--- TASK INPUTS Enclosed Below ---

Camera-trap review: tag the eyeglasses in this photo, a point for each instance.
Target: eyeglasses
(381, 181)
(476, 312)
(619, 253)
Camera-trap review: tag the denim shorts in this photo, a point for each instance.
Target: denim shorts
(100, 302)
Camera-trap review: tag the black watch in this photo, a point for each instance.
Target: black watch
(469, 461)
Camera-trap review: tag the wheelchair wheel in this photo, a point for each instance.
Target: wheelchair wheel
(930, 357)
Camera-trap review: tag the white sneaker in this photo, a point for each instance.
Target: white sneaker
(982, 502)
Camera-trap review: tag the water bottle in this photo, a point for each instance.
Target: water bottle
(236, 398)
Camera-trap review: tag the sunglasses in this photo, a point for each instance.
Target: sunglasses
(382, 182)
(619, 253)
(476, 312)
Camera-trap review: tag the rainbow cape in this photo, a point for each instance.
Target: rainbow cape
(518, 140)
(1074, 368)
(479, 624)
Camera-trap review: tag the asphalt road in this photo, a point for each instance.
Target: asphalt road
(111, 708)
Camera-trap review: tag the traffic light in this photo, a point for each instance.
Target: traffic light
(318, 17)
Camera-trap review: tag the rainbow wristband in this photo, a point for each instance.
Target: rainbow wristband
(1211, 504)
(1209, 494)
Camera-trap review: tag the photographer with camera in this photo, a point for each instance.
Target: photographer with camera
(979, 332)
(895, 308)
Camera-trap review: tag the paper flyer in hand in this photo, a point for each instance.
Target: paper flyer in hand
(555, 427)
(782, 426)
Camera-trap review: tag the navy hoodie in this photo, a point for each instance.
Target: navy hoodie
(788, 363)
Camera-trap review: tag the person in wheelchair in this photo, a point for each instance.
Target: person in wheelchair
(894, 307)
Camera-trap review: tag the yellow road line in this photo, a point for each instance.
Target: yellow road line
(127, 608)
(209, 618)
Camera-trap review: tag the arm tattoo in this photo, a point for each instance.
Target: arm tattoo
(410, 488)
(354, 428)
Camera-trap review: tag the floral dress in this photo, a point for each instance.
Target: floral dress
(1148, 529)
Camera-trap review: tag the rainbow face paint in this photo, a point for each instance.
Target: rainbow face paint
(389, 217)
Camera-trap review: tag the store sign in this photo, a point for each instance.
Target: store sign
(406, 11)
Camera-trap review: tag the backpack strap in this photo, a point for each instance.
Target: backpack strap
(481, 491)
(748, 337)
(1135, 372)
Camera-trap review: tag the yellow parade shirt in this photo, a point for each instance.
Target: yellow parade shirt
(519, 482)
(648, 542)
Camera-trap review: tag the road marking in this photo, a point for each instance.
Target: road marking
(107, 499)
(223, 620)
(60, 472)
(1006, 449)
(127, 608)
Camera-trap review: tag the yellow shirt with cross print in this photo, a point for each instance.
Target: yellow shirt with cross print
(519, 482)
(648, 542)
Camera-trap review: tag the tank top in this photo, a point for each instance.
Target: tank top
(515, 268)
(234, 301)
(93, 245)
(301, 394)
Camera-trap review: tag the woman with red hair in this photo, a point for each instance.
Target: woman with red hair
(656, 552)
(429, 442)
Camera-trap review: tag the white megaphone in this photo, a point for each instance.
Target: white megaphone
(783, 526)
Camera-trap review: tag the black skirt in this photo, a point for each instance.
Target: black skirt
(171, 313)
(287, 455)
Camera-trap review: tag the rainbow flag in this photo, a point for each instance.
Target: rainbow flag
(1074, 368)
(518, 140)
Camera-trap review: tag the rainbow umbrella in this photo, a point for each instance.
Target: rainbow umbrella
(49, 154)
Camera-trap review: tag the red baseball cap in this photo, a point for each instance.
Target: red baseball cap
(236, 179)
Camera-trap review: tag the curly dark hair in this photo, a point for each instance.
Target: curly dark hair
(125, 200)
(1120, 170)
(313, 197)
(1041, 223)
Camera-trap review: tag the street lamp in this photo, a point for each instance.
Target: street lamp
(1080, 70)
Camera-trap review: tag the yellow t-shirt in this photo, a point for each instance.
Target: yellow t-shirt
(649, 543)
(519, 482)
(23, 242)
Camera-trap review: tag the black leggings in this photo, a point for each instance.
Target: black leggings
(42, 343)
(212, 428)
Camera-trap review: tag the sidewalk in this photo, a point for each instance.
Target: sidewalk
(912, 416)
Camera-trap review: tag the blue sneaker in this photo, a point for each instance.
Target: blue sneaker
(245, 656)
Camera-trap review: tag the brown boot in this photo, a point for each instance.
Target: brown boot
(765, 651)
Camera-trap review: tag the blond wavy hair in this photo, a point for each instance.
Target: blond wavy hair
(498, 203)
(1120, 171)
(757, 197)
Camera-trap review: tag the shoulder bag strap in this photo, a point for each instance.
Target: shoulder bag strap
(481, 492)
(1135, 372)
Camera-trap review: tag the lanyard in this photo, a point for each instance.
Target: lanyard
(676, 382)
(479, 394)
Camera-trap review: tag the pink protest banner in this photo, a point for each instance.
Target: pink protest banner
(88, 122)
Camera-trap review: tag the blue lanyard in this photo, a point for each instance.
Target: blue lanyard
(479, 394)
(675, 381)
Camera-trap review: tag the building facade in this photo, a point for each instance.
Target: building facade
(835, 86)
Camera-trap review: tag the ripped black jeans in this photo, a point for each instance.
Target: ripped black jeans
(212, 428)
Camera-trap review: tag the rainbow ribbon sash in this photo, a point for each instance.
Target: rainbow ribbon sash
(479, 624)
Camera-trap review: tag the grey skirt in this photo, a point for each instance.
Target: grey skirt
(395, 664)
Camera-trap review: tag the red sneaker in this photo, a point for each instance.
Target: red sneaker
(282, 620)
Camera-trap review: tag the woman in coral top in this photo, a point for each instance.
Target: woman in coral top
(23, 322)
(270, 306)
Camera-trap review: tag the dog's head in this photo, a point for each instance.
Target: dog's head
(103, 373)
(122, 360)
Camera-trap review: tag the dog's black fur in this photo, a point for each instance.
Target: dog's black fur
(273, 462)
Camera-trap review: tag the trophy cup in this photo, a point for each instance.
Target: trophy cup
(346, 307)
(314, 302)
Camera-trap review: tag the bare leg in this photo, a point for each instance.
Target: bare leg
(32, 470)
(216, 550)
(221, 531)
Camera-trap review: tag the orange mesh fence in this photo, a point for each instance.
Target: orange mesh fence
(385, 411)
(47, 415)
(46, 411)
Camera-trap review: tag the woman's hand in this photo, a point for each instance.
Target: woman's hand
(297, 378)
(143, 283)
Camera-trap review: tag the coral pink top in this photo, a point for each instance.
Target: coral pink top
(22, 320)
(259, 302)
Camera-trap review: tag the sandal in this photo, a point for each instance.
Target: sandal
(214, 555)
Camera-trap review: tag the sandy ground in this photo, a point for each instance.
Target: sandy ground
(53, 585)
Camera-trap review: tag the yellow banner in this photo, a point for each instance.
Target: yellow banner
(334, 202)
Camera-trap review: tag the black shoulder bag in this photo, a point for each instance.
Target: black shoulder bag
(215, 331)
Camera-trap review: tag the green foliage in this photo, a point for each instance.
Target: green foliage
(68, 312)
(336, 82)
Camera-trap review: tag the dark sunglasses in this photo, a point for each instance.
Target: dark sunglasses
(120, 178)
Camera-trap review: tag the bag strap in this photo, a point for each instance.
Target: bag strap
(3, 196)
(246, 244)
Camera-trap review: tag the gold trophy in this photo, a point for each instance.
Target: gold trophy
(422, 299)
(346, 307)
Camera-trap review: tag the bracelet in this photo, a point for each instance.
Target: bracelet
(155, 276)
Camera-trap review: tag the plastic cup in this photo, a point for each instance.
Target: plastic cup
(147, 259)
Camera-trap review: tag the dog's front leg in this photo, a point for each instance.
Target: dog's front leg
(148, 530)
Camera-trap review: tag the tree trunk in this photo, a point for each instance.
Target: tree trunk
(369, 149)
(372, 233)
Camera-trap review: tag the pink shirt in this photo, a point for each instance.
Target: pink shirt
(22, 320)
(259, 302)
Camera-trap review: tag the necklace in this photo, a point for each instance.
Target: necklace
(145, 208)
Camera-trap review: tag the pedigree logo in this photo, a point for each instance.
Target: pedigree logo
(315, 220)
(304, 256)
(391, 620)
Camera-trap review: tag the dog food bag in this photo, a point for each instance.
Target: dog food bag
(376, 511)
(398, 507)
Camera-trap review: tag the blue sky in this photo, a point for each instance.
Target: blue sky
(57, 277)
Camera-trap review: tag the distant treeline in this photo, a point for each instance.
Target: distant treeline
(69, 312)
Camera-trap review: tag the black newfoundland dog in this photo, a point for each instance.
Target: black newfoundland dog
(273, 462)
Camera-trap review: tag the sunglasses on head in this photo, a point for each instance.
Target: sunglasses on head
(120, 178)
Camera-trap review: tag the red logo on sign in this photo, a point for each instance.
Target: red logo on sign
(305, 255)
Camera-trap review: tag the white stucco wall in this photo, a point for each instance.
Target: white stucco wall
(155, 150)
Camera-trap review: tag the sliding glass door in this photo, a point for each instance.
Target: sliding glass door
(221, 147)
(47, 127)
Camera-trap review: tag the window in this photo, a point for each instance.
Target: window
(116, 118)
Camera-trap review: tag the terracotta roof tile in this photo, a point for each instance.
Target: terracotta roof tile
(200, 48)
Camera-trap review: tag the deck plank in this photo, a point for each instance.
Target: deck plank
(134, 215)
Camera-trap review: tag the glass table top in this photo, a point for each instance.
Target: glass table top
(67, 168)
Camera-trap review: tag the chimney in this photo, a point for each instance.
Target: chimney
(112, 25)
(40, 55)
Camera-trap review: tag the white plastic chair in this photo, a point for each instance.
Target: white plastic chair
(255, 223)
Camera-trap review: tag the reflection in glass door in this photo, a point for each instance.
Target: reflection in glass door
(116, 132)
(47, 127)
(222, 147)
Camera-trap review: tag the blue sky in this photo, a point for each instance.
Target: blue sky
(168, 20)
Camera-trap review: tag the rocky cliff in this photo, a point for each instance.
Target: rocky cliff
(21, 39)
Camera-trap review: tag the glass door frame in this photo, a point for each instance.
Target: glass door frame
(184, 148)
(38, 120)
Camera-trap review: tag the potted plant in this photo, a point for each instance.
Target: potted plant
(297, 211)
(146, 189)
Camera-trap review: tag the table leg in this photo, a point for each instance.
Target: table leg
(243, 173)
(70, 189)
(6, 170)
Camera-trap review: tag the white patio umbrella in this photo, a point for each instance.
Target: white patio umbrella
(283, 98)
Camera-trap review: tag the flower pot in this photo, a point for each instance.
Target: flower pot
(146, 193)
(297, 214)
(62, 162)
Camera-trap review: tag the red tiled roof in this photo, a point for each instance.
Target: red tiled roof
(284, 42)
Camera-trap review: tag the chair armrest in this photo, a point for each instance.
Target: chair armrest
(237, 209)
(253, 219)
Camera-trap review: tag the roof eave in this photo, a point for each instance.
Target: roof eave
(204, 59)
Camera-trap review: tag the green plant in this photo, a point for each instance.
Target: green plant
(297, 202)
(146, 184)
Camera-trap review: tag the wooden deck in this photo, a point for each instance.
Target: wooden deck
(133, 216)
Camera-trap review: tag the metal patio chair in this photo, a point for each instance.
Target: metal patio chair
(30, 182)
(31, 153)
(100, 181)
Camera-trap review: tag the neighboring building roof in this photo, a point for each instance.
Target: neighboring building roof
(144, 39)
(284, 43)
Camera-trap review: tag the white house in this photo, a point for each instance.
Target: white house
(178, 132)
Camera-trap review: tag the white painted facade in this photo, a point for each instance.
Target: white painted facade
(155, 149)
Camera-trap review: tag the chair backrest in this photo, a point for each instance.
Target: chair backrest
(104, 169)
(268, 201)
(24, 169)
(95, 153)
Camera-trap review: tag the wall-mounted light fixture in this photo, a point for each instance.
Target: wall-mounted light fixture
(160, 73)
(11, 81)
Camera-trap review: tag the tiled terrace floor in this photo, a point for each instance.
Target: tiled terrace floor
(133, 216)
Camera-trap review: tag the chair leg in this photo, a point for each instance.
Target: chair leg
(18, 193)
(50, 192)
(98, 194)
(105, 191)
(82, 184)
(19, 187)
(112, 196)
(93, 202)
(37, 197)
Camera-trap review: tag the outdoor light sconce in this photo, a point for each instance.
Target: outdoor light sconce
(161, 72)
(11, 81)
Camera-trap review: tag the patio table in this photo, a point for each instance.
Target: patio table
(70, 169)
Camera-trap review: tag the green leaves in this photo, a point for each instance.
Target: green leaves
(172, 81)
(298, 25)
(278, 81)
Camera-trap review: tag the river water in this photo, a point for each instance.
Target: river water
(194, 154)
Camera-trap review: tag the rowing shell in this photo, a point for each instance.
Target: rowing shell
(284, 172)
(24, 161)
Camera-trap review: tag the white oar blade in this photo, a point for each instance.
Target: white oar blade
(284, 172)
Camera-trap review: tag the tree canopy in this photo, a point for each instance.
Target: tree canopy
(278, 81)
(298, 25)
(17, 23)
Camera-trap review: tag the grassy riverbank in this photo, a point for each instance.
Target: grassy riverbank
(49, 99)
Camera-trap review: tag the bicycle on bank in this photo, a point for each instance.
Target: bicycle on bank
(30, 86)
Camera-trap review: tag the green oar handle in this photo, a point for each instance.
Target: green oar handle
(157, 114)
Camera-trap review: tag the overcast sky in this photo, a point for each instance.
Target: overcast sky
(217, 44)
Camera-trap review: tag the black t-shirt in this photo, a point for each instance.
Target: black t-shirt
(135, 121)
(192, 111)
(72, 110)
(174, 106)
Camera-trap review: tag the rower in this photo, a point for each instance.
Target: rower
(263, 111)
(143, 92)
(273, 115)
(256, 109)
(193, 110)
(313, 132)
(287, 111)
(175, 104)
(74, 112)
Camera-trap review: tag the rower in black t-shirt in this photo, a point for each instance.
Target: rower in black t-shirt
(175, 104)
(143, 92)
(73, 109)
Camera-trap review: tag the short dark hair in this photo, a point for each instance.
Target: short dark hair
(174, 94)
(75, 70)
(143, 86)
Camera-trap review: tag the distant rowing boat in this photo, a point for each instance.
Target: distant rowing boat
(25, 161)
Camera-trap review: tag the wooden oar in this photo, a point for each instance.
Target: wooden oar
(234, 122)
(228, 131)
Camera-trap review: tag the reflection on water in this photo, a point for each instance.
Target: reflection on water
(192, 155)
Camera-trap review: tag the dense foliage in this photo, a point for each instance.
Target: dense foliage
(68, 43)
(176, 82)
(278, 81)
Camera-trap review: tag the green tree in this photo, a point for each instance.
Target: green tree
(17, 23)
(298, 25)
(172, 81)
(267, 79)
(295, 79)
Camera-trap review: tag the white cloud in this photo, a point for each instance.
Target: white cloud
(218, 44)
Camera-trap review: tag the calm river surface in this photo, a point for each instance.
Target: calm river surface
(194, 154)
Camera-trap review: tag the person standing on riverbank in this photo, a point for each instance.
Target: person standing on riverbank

--- End of Enclosed TASK INPUTS ---

# INSTRUCTIONS FOR THE TASK:
Each line from the top of the entries above through the line containing "Camera-trap review: tag the yellow road" must be transcribed exactly, and no other line may appear.

# EXERCISE SOLUTION:
Camera-trap review: tag the eyeglasses in this photo, a point for each instance.
Target: eyeglasses
(381, 181)
(476, 312)
(619, 253)
Camera-trap review: tag the denim shorts in this photo, a point for each instance.
Target: denim shorts
(100, 302)
Camera-trap review: tag the black watch in this photo, a point for each instance.
Target: black watch
(469, 461)
Camera-trap review: tag the wheelchair wheel in this photo, a point for each instance.
Target: wheelchair wheel
(930, 357)
Camera-trap review: tag the white sneaker in this photo, a point for each instance.
Target: white sneaker
(982, 502)
Camera-trap review: tag the water bottle in this photo, a point for each instance.
Target: water bottle
(236, 398)
Camera-trap review: tag the sunglasses in this photo, a point for each instance.
Target: sunglasses
(382, 182)
(619, 253)
(476, 312)
Camera-trap review: tag the rainbow cape in this photo, a point for each instance.
Target: rainbow cape
(518, 140)
(1074, 368)
(479, 624)
Camera-trap review: tag the asphalt road in this photo, a point for each instance.
Target: asphalt road
(111, 708)
Camera-trap review: tag the traffic light in this photo, a point for each instance.
Target: traffic light
(318, 17)
Camera-trap review: tag the rainbow wristband in this photo, a point for each instance.
Target: rainbow wristband
(1211, 504)
(1209, 494)
Camera-trap review: tag the photographer with camera in this photo, a point for each instance.
Target: photographer with camera
(979, 332)
(895, 308)
Camera-trap review: tag the paper flyer in hand in this photo, a point for each instance.
Target: paper flyer in hand
(555, 427)
(782, 426)
Camera-trap review: tag the navy hoodie in this photo, a point for each instance.
Target: navy hoodie
(788, 363)
Camera-trap review: tag the person in wheelchair in this photo, a point for each instance.
Target: person in wheelchair
(894, 307)
Camera-trap review: tag the yellow road line in this photo, a point for each instance.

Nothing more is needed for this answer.